_WHAT YOU WILL DO_.
Rewrite the proxy statement amendment starting at "This Amendment No. 1" and ending at "CHANGE YOUR VOTE.", swapping "inadvertent error" for "unintentional mistake".
-- Start EXTRACT --
1412 Broadway, Suite 2105
New York, New York 10018
 
Annual Meeting of Stockholders
Thursday, November 15, 2018
 
Amendment No. 1 to
Proxy Statement
 
EXPLANATORY NOTE
 
This Amendment No. 1 to Schedule 14A (“Amendment No. 1”) is being filed to amend DropCar, Inc.’s (the “Company”) definitive proxy statement for its 2018 Annual Meeting of Stockholders (“Original Proxy Statement”), which was filed with the Securities and Exchange Commission on October 9, 2018, in order to correct an inadvertent error contained in the vote required for Proposal 2, to approve the amendment to the WPCS International Incorporated Amended and Restated 2014 Equity Incentive Plan to increase the aggregate number of shares available to be granted under the WPCS International Incorporated Amended and Restated 2014 Equity Incentive Plan. 
 
All other items in the Original Proxy Statement remain unchanged.
 
IF YOU HAVE ALREADY SUBMITTED YOUR PROXY, YOU DO NOT NEED TO TAKE ANY ACTION UNLESS YOU WISH TO CHANGE YOUR VOTE.
 
 
2
 
 
CHANGES TO ORIGINAL PROXY STATEMENT
 
1.
On page 5, under the heading, “What Vote is Required to Approve Each Proposal and How are Votes Counted?” the description of Proposal 2 is amended to read in its entirety as follows:
 
Proposal 2: Approve Amendment to the WPCS International Incorporated Amended and Restated 2014 Equity Incentive Plan
 
The affirmative vote of the holders of a majority of the total votes cast in person or by proxy at the annual meeting is required to approve the amendment to the WPCS International Incorporated Amended and Restated 2014 Equity Incentive Plan to increase the aggregate number of shares available to be granted under the Company’s WPCS International Incorporated Amended and Restated 2014 Equity Incentive Plan. Abstentions will be treated as votes against this proposal. Brokerage firms do not have authority to vote customers’ unvoted shares held by the firms in street name on this proposal. As a result, any shares not voted by a customer will have the same effect as a vote against this proposal.
-- End EXTRACT --
-- Start ENTRIES SHOWN --
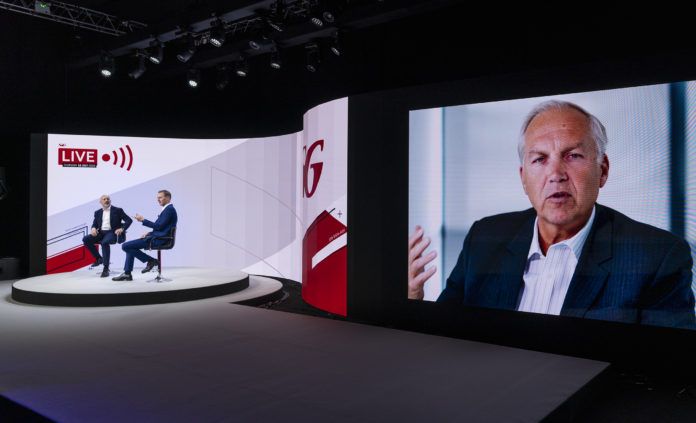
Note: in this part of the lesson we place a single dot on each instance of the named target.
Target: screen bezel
(378, 213)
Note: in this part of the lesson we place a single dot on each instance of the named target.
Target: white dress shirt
(547, 277)
(106, 219)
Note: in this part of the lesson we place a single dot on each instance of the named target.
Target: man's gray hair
(597, 131)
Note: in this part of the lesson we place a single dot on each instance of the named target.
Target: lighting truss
(72, 15)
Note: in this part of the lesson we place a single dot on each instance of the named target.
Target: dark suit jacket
(628, 271)
(164, 223)
(119, 219)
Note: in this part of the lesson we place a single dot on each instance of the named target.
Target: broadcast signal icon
(124, 156)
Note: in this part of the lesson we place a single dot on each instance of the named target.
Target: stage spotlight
(328, 16)
(193, 77)
(187, 53)
(312, 57)
(275, 24)
(223, 77)
(335, 46)
(276, 63)
(106, 65)
(275, 19)
(140, 68)
(242, 67)
(317, 21)
(217, 34)
(156, 52)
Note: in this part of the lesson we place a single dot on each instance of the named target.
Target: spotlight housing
(187, 53)
(328, 16)
(242, 68)
(106, 65)
(193, 77)
(335, 46)
(217, 34)
(275, 62)
(275, 24)
(156, 52)
(316, 20)
(312, 57)
(140, 68)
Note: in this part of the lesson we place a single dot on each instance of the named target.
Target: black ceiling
(48, 87)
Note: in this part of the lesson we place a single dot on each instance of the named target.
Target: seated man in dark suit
(162, 227)
(109, 226)
(567, 255)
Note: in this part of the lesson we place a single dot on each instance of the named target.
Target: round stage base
(86, 289)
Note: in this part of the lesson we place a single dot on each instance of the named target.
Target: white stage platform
(86, 288)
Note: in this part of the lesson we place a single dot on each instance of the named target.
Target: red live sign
(77, 157)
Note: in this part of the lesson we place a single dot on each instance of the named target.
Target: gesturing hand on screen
(417, 273)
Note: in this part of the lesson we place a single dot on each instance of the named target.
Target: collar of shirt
(575, 243)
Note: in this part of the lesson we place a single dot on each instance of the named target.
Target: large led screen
(272, 206)
(576, 205)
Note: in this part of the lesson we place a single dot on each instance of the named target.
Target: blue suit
(119, 220)
(161, 227)
(628, 271)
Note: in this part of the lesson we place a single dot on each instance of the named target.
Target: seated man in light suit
(162, 227)
(567, 255)
(109, 226)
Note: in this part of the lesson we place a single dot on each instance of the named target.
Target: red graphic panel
(324, 286)
(69, 260)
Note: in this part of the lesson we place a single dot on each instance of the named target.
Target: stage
(84, 288)
(209, 360)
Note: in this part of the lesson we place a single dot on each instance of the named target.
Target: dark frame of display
(378, 220)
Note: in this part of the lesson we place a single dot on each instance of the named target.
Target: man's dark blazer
(119, 219)
(166, 220)
(628, 271)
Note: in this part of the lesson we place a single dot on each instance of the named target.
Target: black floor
(621, 395)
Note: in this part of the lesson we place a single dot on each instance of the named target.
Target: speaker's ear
(3, 184)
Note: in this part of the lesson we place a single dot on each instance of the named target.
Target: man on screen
(162, 227)
(567, 255)
(109, 226)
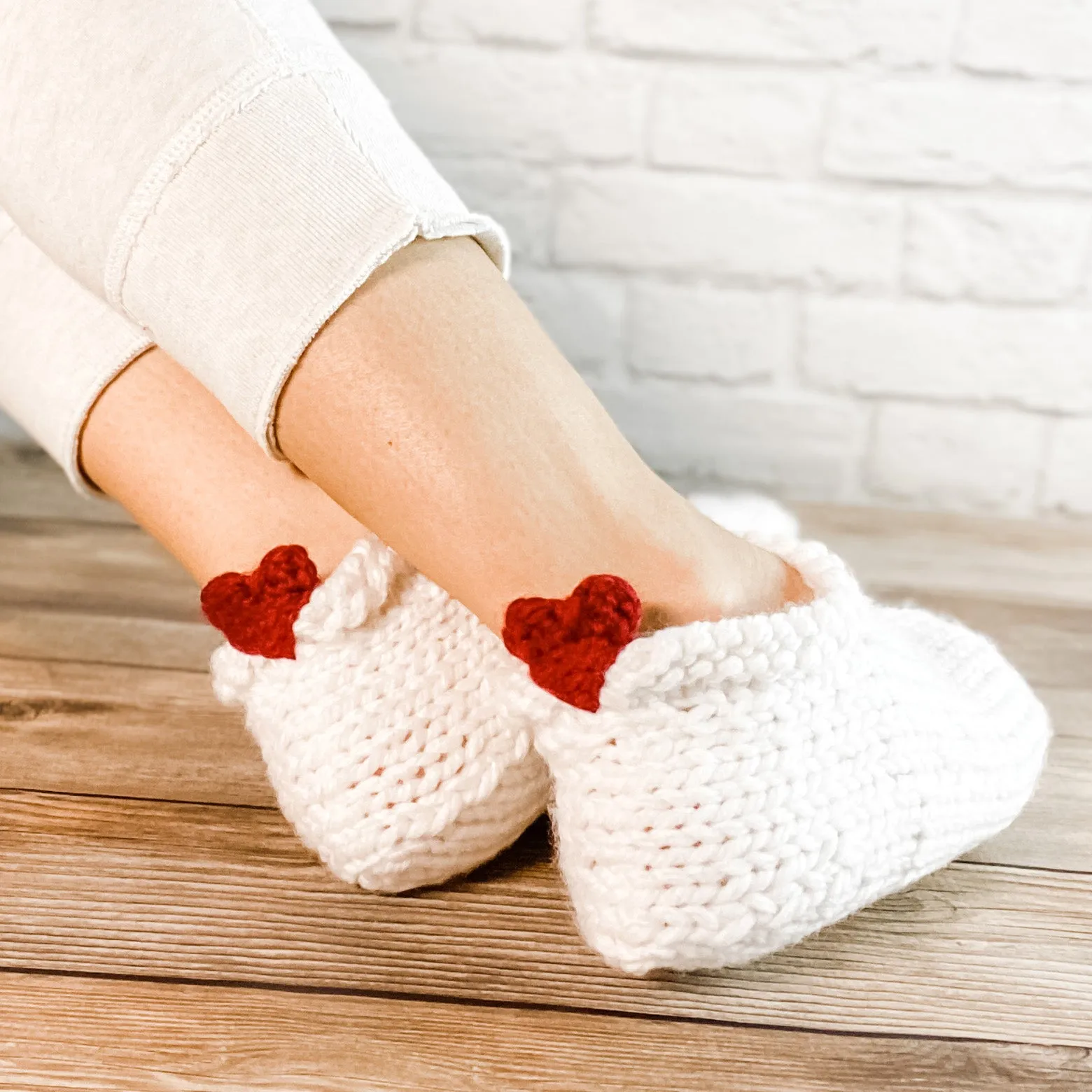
-- End ENTRIES SHOWN --
_ANSWER_.
This Amendment No. 1 to Schedule 14A (“Amendment No. 1”) is being filed to amend DropCar, Inc.’s (the “Company”) definitive proxy statement for its 2018 Annual Meeting of Stockholders (“Original Proxy Statement”), which was filed with the Securities and Exchange Commission on October 9, 2018, in order to correct an unintentional mistake contained in the vote required for Proposal 2, to approve the amendment to the WPCS International Incorporated Amended and Restated 2014 Equity Incentive Plan to increase the aggregate number of shares available to be granted under the WPCS International Incorporated Amended and Restated 2014 Equity Incentive Plan. 
 
All other items in the Original Proxy Statement remain unchanged.
 
IF YOU HAVE ALREADY SUBMITTED YOUR PROXY, YOU DO NOT NEED TO TAKE ANY ACTION UNLESS YOU WISH TO CHANGE YOUR VOTE.